WHAT THIS TASK INVOLVES:
Would you reproduce, without any alteration, the lines from the opening line of the entries through the line that has "Locate the dashed" in it?

Saved entries:
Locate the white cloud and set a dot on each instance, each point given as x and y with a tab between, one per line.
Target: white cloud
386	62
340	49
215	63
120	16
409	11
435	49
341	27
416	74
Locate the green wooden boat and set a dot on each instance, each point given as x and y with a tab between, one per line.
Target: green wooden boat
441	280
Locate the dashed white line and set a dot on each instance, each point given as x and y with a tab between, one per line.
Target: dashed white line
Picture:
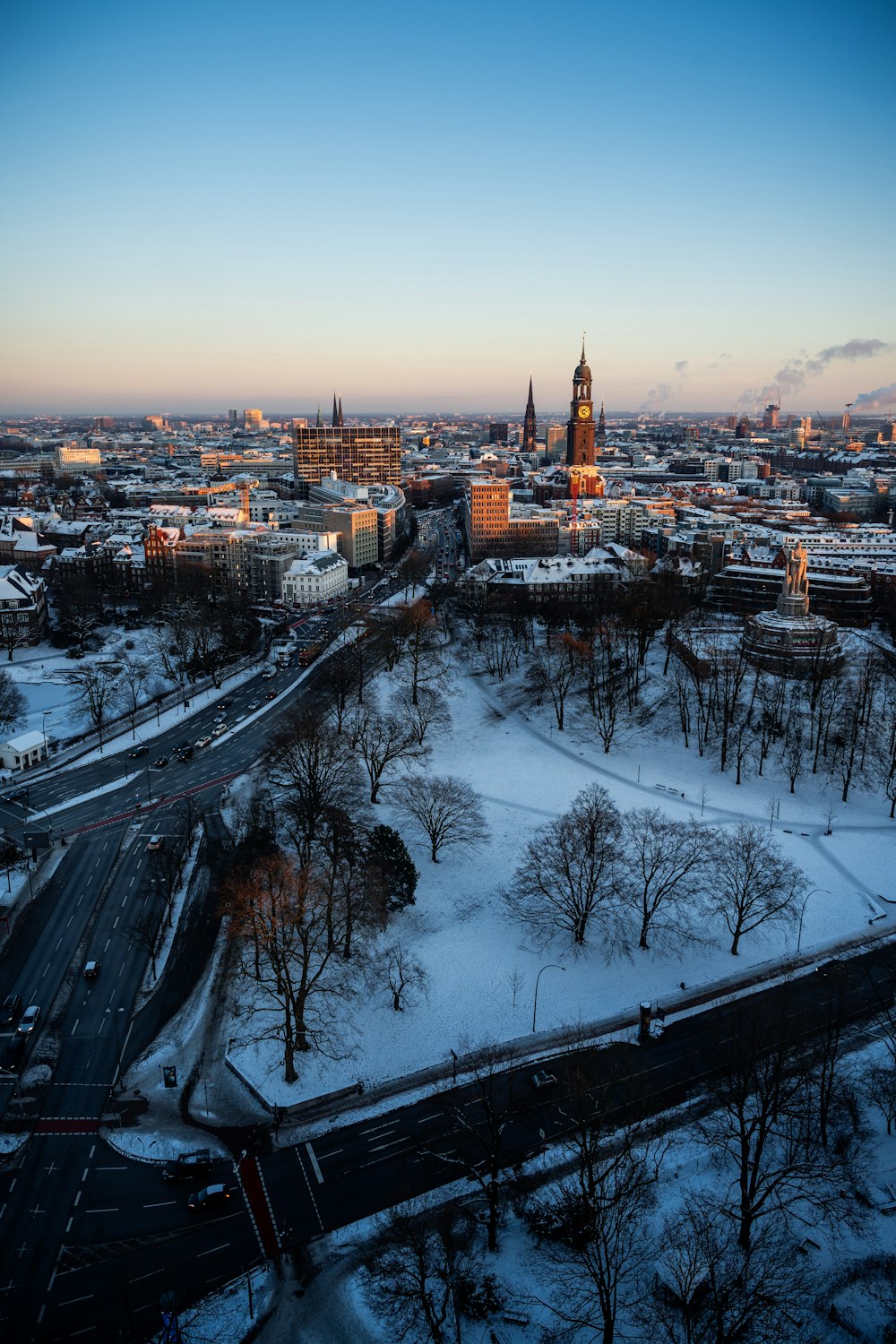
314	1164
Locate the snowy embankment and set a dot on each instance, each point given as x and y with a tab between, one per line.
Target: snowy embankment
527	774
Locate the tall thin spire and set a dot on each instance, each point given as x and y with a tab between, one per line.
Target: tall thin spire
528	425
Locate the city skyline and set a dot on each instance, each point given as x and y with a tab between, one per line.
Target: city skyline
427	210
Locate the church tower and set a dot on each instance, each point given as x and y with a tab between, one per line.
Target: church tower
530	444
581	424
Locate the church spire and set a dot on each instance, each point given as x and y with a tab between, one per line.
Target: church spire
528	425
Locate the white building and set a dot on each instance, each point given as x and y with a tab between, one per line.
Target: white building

RESPONSE TO THIS EXERCISE:
Locate the white cloud and set a dot on each instance, each point given as x and y with a tab between, one per line.
Target: white cloud
386	62
340	49
215	63
120	16
409	11
435	49
341	27
416	74
Locate the green wooden boat and set a dot on each instance, each point given as x and y with a tab between, one per line.
Target: green wooden boat
441	280
Locate the dashed white line and set a dot on each instance, each point given as x and y with a tab between, one per line.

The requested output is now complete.